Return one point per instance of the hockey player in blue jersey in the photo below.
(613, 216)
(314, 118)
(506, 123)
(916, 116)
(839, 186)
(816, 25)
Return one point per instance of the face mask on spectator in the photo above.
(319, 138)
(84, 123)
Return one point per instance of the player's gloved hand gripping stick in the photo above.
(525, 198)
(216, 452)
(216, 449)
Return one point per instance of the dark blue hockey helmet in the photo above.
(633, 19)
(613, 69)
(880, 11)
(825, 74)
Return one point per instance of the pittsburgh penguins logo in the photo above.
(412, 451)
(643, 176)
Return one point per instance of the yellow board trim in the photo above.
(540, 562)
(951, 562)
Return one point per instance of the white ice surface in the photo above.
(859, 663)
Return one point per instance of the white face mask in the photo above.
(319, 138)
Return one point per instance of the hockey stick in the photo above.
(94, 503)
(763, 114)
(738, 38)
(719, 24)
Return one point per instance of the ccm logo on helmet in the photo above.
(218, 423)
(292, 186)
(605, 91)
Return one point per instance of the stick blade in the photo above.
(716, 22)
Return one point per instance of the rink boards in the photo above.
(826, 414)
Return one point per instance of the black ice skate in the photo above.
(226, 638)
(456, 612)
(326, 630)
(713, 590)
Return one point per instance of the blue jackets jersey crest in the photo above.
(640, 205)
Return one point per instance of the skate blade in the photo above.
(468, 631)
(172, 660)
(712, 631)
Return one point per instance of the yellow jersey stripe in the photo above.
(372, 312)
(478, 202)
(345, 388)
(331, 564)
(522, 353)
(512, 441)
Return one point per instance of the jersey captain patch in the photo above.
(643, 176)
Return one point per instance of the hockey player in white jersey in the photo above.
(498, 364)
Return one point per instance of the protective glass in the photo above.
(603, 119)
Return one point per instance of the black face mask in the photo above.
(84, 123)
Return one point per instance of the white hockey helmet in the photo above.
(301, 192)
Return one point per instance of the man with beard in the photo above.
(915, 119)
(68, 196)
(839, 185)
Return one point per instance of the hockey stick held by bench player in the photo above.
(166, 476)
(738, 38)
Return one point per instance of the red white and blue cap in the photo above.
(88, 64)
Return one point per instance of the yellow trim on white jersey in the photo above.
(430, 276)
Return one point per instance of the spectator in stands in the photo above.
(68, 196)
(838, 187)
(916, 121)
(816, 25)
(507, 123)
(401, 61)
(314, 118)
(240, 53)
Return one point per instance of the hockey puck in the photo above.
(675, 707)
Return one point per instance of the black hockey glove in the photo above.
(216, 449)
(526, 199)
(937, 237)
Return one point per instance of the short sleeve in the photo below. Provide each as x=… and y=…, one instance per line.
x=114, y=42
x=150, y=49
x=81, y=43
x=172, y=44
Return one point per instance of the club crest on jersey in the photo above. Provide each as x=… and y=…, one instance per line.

EXERCISE: Print every record above exactly as it was given.

RESULT:
Return one point per instance of the hockey player in blue jersey in the photo below.
(613, 216)
(314, 118)
(506, 123)
(916, 116)
(839, 186)
(816, 25)
Return one point per instance of the face mask on spectator in the photo above.
(319, 138)
(84, 123)
Return one point per instance of the player's gloved hand gripping stick in the photo above.
(525, 198)
(216, 452)
(216, 449)
Return one point per instance of the dark blue hockey helmet in the photo above.
(633, 19)
(613, 69)
(880, 11)
(825, 74)
Return one point per instance of the pittsburgh penguins logo in the photo above.
(412, 451)
(643, 176)
Return one point per instance of the yellow board trim in the photo above.
(540, 562)
(951, 562)
Return one point per instance of the white ice surface in the photo above.
(859, 663)
Return one point per instance of the white face mask in the photo above.
(319, 138)
Return one point per instance of the hockey stick in the photo above.
(94, 503)
(763, 114)
(738, 38)
(719, 24)
Return one point per instance of the ccm logo on helmet in the photo above.
(218, 423)
(292, 186)
(605, 91)
Return one point per instance of the stick blade in the photo above.
(716, 22)
Return one point per instance of the rink boards in the photo above.
(826, 414)
Return one point per instance of the black ice skate in the photo above.
(226, 638)
(456, 612)
(326, 630)
(713, 590)
Return one point per instance of the blue jackets jersey crest in the photo above.
(640, 205)
Return one point per instance of the skate blade in the photo above.
(468, 631)
(172, 660)
(712, 631)
Return one point per instance of the yellow jersey stripe in the photo above.
(372, 312)
(478, 202)
(345, 388)
(331, 564)
(522, 353)
(512, 441)
Return one point per instance of the jersey captain patch in the photo above.
(643, 176)
Return one point per instance of the hockey player in white jersey in the photo above.
(498, 364)
Return one point per instance of the protective glass in the photo above.
(603, 119)
Return one point per instance of the black face mask in the photo above.
(84, 123)
Return one point per instance of the white hockey helmet in the photo above.
(301, 192)
Return one point per instance of the man with beard in the photo above.
(915, 119)
(68, 196)
(839, 185)
Return one point per instance of the hockey stick held by bench player in the photo above.
(166, 476)
(738, 38)
Return one point per instance of the red white and blue cap in the photo above.
(88, 64)
Return one point per instance of the yellow trim on white jersey in the photo above.
(430, 276)
Return one point per instance of the spectator in stands in the photo above.
(68, 196)
(838, 187)
(916, 121)
(816, 25)
(507, 123)
(401, 61)
(314, 118)
(240, 53)
Return one point per instance of the hockey puck in the photo above.
(675, 707)
Return one point per instance of the black hockey glove in the photo above.
(216, 449)
(526, 199)
(937, 237)
Return one point per instance of the short sleeve in the photo below. Provide each as x=… and y=…, one instance per line.
x=114, y=42
x=150, y=49
x=81, y=43
x=172, y=44
Return one point per instance of the club crest on jersey in the photo above. Provide each as x=… and y=…, one instance per line.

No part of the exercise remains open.